### [Selected text]
#####
That’s when it clicked to me! In order to heal the inner child in you, YOU have to be their hero. For a second, I forgot that I am still responsible for being my own hero. Yes I may want a loving and supportive relationship with a man but that can only happen once I have saved myself from my own inner wounds. It is no one else’s responsibility to heal you. You are responsible for your own healing and after doing the work, others will come and help you along the way. You won’t have to do ALL the healing.
In the end, I did defend the little girl inside me by calling the police to report the harassment, mistreatment, and verbal abuse I was experiencing not to mention my genuine concern for safety. Thankfully the police were on my side and encouraged me to leave as soon as possible. I am grateful for my friend Christian who came to help me out of that situation. Again, your healing journey will not always be lonely.
People will help. Once you reach a certain point in your healing, you can’t rely solely on yourself. More importantly, people are willing to help those who are capable of helping themselves. Healing is not something that happens overnight but it starts with a thought. It starts with acknowledging where your wounds are and how they are effecting your current life. It requires you to be accountable and accept yourself.
I am happy to be moving out of this toxic living environment. I do not know where my spiritual guides will take me but I am sure I will be fine. Now that I have had this experience I know exactly what I do not want.
What I do know is that I am proud of myself for acknowledging the little girl in me was still silently suffering. I’m glad I was able to ensure her.
#####
### [Raw data]

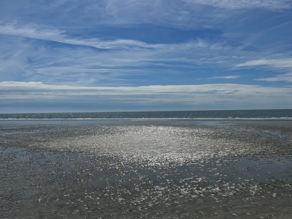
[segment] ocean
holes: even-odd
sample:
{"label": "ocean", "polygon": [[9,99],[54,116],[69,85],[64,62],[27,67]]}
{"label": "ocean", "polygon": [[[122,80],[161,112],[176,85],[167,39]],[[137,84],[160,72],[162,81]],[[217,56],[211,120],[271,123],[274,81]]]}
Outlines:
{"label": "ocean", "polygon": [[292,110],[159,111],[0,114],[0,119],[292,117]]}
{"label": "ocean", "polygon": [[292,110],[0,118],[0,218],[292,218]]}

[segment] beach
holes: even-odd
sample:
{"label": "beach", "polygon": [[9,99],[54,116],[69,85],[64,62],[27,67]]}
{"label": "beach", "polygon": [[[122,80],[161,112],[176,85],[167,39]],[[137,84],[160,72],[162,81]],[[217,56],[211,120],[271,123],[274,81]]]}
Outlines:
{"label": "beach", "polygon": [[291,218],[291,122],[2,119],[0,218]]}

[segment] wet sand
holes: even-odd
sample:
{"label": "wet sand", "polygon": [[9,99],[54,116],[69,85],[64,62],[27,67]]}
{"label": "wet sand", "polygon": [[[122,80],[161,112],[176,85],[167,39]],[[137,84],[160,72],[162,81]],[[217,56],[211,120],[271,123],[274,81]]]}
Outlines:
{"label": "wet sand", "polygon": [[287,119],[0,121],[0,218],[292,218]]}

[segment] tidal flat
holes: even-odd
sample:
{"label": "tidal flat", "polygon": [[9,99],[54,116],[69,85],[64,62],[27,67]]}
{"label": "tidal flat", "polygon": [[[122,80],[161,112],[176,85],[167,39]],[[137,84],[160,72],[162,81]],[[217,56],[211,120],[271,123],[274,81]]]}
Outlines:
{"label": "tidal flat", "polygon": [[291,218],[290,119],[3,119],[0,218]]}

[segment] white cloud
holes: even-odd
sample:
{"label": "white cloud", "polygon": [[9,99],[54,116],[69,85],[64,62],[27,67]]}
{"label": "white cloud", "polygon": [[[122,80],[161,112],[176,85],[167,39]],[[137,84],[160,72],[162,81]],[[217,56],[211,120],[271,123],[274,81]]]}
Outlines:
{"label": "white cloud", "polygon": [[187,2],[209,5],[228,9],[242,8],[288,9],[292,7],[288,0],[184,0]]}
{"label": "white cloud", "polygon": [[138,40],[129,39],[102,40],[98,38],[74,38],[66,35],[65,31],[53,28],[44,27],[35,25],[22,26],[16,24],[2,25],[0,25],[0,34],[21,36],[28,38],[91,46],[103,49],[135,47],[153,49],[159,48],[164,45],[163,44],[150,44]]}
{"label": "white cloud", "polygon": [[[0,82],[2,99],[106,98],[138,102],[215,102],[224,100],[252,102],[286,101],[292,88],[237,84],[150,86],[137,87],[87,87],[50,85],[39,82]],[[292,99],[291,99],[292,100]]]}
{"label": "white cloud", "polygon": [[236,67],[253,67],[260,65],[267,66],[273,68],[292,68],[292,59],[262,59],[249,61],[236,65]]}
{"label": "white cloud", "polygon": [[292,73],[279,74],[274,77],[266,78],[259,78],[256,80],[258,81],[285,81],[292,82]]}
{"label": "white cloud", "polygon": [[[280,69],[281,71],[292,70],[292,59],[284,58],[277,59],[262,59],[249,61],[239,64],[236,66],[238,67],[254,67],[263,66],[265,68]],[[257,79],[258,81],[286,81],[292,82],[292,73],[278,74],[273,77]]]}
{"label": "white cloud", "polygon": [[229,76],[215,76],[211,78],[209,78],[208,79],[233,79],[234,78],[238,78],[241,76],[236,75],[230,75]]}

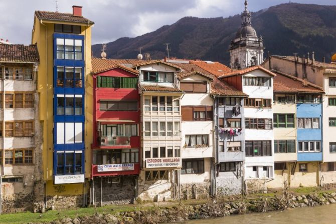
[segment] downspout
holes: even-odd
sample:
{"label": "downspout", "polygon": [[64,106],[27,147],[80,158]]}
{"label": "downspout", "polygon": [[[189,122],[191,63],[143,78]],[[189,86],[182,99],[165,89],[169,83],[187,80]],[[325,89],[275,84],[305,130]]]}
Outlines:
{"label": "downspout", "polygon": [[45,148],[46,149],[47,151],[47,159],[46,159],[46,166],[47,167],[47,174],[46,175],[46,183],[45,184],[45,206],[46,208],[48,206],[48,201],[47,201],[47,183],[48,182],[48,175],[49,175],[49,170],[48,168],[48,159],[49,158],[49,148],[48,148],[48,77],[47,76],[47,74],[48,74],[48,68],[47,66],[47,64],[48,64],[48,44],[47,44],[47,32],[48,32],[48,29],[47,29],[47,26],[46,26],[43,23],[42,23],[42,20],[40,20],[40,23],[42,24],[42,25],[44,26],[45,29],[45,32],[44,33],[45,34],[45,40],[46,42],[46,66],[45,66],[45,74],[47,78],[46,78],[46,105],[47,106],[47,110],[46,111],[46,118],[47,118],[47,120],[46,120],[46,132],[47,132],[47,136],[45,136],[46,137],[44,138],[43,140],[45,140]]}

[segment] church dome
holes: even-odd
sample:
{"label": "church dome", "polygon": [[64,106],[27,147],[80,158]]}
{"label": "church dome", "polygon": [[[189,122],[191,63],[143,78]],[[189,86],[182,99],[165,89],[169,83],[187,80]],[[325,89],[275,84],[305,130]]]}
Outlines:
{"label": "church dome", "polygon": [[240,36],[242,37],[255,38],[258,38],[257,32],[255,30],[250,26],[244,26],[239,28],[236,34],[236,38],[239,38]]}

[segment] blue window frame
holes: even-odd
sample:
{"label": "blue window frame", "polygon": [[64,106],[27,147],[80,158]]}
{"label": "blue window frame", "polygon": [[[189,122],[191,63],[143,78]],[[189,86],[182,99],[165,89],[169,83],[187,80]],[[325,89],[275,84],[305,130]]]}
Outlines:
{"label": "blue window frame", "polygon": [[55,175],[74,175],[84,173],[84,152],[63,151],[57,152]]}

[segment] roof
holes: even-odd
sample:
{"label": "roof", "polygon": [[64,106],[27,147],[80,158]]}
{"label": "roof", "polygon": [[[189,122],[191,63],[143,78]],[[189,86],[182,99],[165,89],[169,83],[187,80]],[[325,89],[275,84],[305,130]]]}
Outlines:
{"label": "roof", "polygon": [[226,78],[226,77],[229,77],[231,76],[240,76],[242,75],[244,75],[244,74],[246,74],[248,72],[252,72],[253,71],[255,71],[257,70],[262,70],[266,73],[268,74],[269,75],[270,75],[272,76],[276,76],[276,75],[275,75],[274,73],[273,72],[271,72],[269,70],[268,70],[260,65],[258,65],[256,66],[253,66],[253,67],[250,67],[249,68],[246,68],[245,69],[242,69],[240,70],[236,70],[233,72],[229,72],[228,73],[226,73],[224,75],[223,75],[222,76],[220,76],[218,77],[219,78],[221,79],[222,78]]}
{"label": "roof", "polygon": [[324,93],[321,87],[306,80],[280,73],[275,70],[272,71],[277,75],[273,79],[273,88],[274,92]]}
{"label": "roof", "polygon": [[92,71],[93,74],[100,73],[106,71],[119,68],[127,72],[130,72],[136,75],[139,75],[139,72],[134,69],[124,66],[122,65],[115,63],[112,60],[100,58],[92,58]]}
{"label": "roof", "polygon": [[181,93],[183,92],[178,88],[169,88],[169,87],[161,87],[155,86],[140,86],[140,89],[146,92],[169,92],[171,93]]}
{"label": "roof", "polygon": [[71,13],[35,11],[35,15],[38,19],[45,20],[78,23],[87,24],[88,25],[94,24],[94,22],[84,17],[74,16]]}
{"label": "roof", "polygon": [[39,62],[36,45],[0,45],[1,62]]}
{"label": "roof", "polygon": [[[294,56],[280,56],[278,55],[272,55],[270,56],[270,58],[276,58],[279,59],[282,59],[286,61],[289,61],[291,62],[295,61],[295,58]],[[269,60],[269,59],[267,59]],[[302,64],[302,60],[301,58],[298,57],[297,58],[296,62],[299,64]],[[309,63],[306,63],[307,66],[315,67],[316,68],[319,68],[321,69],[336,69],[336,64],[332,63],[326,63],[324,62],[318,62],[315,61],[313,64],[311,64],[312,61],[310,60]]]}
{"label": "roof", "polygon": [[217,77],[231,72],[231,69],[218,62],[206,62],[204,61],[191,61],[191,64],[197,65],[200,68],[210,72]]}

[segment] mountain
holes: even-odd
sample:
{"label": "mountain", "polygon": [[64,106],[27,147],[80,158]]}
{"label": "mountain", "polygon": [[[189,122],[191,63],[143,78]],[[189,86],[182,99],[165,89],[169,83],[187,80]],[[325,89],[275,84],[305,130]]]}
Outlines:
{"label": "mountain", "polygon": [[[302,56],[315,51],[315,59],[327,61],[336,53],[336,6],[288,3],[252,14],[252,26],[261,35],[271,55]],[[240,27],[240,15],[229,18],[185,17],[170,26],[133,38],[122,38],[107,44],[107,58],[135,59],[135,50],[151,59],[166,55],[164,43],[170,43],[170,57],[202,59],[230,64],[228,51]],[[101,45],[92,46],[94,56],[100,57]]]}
#####
### [Work to complete]
Continue the essay on healing the inner child above, starting after its last sentence.

### [Expected output]
I had to defend her by any means necessary. Calling the police for help when I am being attacked is something I would never have the courage to do as a child. I also realize how taboo it is in the black/brown and African American community to get involved with authorities. However, once the police arrived not once but twice to defend me, I was officially left alone. The “Devil” disappeared and hasn’t been around me since.
This taught me a valuable lesson. Defending yourself is not a crime but you will pay for it when you don’t. Healing isn’t something that is meant for others to understand if it is your own personal wounds to heal from. Never underestimate the power of prayer. Please be specific and intentional when asking things for yourself and lastly do not neglect the feelings of the inner child in you. Listen to it and act accordingly!
To women who have experienced Domestic Violence as a child or as an adult, I want you to know that I am with you and I support you getting out of that situation! I am also here to help you heal from the aftermath.
I have faith that one day I will live with a man who is loving and supportive and not toxic or abusive to me.
Thank you so much for letting me share!
I am very excited about the next journey of life.